What the task asks: In the entries below, change "outline" to "boundary" and reproduce every line with nothing else altered.

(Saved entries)
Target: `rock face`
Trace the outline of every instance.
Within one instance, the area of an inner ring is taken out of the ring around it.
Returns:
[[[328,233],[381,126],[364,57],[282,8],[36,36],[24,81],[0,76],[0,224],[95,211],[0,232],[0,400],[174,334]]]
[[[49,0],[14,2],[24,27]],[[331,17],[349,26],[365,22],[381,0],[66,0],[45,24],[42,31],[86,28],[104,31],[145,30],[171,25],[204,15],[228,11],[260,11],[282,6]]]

Exercise output:
Target: `rock face`
Trace the boundary of every instance.
Within one instance, the area of an inner ring is taken out of the ring around it.
Returns:
[[[328,233],[381,126],[364,57],[282,8],[36,36],[24,81],[0,76],[0,224],[95,211],[0,232],[0,400],[174,334]]]
[[[49,0],[14,2],[24,27]],[[331,17],[349,26],[365,22],[381,0],[66,0],[45,24],[42,31],[86,28],[104,31],[145,30],[171,25],[204,15],[228,11],[260,11],[282,6]]]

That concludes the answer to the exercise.